* Extracted records

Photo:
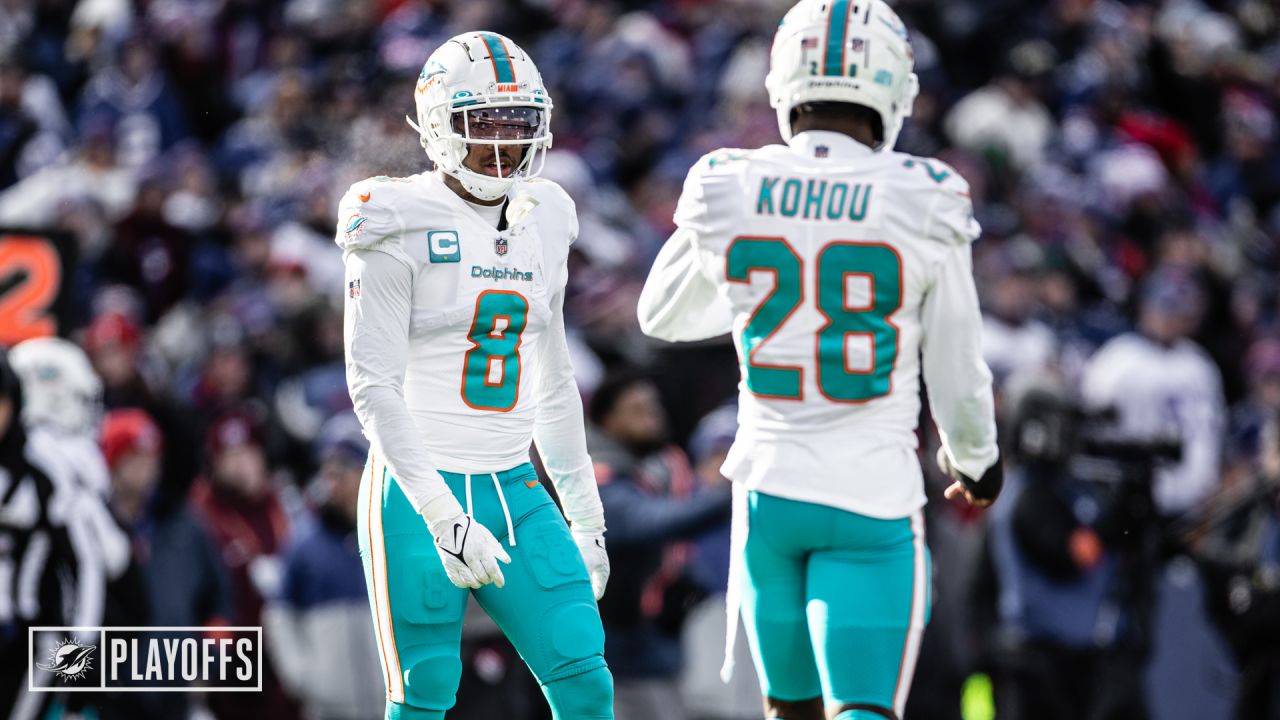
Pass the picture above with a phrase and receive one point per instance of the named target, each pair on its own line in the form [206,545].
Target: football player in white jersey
[456,360]
[837,264]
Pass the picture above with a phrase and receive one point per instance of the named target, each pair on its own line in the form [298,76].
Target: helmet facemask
[511,131]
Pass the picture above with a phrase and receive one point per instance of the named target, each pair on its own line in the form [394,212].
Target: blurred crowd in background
[1124,165]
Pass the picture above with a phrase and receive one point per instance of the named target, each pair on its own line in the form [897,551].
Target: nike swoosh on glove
[470,552]
[590,543]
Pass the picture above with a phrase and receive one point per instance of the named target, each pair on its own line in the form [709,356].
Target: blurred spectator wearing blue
[318,628]
[650,504]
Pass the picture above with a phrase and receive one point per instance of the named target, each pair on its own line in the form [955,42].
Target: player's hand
[470,552]
[590,543]
[964,487]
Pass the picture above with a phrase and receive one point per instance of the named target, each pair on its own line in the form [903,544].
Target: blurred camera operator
[1162,384]
[1072,554]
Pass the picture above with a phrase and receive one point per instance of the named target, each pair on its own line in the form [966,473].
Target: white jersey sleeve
[959,381]
[681,300]
[560,432]
[376,322]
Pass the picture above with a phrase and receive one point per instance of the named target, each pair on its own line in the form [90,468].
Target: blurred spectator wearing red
[241,507]
[316,629]
[176,577]
[650,506]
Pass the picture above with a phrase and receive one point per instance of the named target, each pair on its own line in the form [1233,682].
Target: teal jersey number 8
[880,264]
[490,370]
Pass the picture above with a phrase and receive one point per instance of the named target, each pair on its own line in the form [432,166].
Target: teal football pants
[545,609]
[833,602]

* Required task
Transcribe all of the entries above word for word, leaving out the picture.

* Worked solution
Photo:
Pass the picture above with a phrase and receive one point per instance of the named target, each pair on its own line in the form [206,545].
Target: football player in white jersey
[456,360]
[837,264]
Pass the picture above with a phrase and receive one point per instance of the named target, each pair on its own line in the form [298,76].
Target: helmet facemask
[511,131]
Pass the picture above with a phrase and receive one point per instance of the named target, each pair on its own line in the form [394,212].
Target: blurred crowd in background
[1124,165]
Pass the picture above with a phrase and receive one point per instance of the named target, each pair on its own line in the form [897,551].
Target: nike swoosh on glove
[470,552]
[590,543]
Pass the picture above with a phrase and receive one point per instance of the named target, each pair on its own line in the form [709,356].
Target: blurred spectator wearing blue
[318,628]
[650,504]
Pass the picture above with a phrase and receive one point per instance of the named target, each pair on its own line in the form [955,42].
Target: player's hand
[470,552]
[590,543]
[964,487]
Pass the picture above with a phrase and receive one point per instance of the named target, each pair on its own line in the form [903,544].
Target: blurred camera operator
[1162,384]
[1072,554]
Pass the picture above with a phrase and receive one point per instance of the named target, each pair on its own line in the form [966,473].
Target: white jersey sleeve
[959,381]
[681,300]
[560,432]
[376,322]
Pass the picture above with a phrase and receive one point per instance of the named target, each pair on its own line in the form [90,468].
Target: blurred spectator wearing red
[241,507]
[316,629]
[176,577]
[650,506]
Pass the picture above with a phrase and receive one point per instance of the named target, each pair on its own line in the form [1233,682].
Target: teal jersey number 8
[880,264]
[490,370]
Pass the picture above with a phrase and receive one point per instance of the named target, each pair on its own line in the form [432,166].
Target: teal football pants
[545,609]
[833,602]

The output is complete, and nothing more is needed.